Start of Block

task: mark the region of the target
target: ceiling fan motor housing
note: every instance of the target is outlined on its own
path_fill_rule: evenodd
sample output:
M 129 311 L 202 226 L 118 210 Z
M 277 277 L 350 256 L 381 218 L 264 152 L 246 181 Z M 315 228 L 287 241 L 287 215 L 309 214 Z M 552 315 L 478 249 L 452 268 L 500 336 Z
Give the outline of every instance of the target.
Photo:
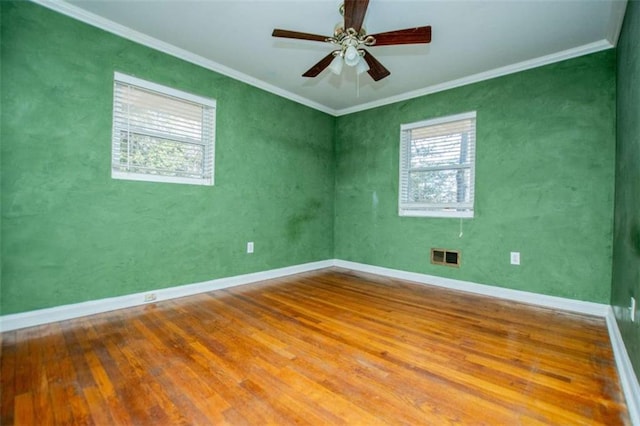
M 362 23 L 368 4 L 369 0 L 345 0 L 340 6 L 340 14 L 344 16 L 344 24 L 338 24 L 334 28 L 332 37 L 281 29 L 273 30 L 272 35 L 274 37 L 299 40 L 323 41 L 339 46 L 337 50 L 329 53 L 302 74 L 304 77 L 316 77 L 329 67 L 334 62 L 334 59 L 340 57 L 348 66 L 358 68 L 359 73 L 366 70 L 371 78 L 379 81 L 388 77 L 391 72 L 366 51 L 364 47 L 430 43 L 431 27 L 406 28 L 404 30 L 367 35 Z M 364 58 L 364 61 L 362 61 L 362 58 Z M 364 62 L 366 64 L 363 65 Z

End of Block

WORK TASK:
Please repeat every record exactly as it stands, leaving out any pictures.

RESULT OF THIS EXERCISE:
task: mark the region of the target
target: ceiling fan motor housing
note: every instance of the target is outlined on its own
path_fill_rule: evenodd
sample output:
M 129 311 L 202 226 L 118 210 Z
M 277 277 L 350 256 L 381 218 L 264 152 L 246 181 Z M 315 228 L 287 241 L 287 215 L 309 214 Z M 552 315 L 478 249 L 452 268 L 500 336 Z
Give the outline of every instance of the target.
Photo:
M 362 23 L 368 4 L 369 0 L 345 0 L 340 6 L 340 14 L 344 16 L 344 24 L 338 24 L 334 28 L 332 37 L 281 29 L 273 30 L 272 35 L 274 37 L 299 40 L 323 41 L 339 46 L 337 50 L 329 53 L 302 74 L 304 77 L 316 77 L 329 67 L 334 62 L 334 59 L 340 57 L 348 66 L 358 68 L 359 73 L 366 70 L 371 78 L 379 81 L 388 77 L 391 72 L 366 51 L 364 47 L 430 43 L 431 27 L 406 28 L 404 30 L 367 35 Z M 364 58 L 364 61 L 362 61 L 362 58 Z M 364 62 L 366 64 L 363 65 Z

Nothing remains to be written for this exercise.